**Actions to take**
1 > In the passage on wabi-sabi and rust, list every pair of complementary opposites the sentence beginning "Wabi-sabi teaches us" names.
2 > Does the passage on wabi-sabi and rust agree with each statement? Answer yes or no, quoting the words that decide it.
(a) Wabi-sabi pursues conventional beauty, purity, and perfection.
(b) The writer once found rust repellent.
(c) Oxygen is called a colorless gas.
3 > Continue the passage on wabi-sabi and rust from its last sentence.
[Extract Boundary: Start]
IN TRADITIONAL JAPANESE aesthetics, wabi-sabi beauty accepts transience and imperfection. Often described as beauty that is "imperfect, impermanent, and incomplete," wabi-sabi gracefully embraces ugliness, corrosion, and contamination. Rather than pursuing conventional beauty, purity, and perfection, it underscores the primordial forces of yin and yang governing the universe. Wabi-sabi teaches us to fearlessly embrace complementary opposites: No life without death, no order without chaos, no beauty without ugliness.
Discovering wabi-sabi has been transformative. Previously rust repelled me. Now I'm awaken to its metaphysical beauty.
The colorful effect of rust oxidation underscores both life and death. We need oxygen to live, but the colorless gas is also a major force behind aging, cancer, and corrosion. While provoking a bittersweet nostalgia of bygone years, rust forces us to contemplate our mortality. It also evokes an existential loneliness and tender sadness.
[Extract Boundary: End]
[Source material Boundary: Start]
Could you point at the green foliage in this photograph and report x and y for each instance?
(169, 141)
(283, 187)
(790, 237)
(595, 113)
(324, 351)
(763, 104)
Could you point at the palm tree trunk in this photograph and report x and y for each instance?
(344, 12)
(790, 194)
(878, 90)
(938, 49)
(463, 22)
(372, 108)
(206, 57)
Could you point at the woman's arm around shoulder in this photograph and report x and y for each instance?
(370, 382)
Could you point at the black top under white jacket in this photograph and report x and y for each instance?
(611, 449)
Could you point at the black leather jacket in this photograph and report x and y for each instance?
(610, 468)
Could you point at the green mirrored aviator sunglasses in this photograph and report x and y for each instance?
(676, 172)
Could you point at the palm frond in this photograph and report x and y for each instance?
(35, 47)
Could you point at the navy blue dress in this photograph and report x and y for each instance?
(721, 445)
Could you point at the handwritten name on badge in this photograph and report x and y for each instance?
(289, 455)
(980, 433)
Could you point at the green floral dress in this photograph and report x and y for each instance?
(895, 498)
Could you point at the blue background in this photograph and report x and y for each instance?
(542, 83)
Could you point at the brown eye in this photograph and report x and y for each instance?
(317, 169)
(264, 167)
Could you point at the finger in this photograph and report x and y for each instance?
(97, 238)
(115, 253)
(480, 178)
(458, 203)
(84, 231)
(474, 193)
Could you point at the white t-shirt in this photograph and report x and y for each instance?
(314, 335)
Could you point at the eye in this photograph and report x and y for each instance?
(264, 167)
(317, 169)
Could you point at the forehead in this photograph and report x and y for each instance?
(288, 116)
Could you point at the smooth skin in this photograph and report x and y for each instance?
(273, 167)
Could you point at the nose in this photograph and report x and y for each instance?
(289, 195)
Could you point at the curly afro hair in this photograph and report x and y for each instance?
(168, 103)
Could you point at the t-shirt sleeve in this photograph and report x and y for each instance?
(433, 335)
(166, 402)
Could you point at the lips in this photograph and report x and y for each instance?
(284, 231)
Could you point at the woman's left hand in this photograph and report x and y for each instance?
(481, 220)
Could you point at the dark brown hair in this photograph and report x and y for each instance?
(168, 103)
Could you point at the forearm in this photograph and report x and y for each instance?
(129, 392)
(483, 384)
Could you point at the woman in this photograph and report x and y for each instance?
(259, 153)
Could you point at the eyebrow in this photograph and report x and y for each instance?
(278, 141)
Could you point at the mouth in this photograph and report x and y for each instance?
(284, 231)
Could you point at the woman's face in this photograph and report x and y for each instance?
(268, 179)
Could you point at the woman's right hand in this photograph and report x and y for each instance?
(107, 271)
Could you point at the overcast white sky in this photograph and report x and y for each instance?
[Source material Boundary: End]
**Solved problems**
1 >
- life and death
- order and chaos
- beauty and ugliness

2 >
(a) No: "Rather than pursuing conventional beauty, purity, and perfection, it underscores the primordial forces of yin and yang governing the universe."
(b) Yes: "Previously rust repelled me."
(c) Yes: "the colorless gas is also a major force behind aging, cancer, and corrosion."

3 >
Yin & Yang
As I walked through the deafening silence of rusty dusty scrap metal in a junkyard, I realized that rust not only underscores ephemeral life, but abandoned wrecked cars symbolize epitaphs of broken journeys.
The importance of cars cannot be denied. Brand-new, they shine immaculately in showrooms as means of self-expression, objects of desire, even status symbol. The life of cars intertwine with ours: from road trips to doctor's visits, from honeymoons to funerals. Over time they become rusty scrap metal. Covered in dust, surrounded by weeds, and frozen in time, they languish in oblivion. Out of sight, out of mind.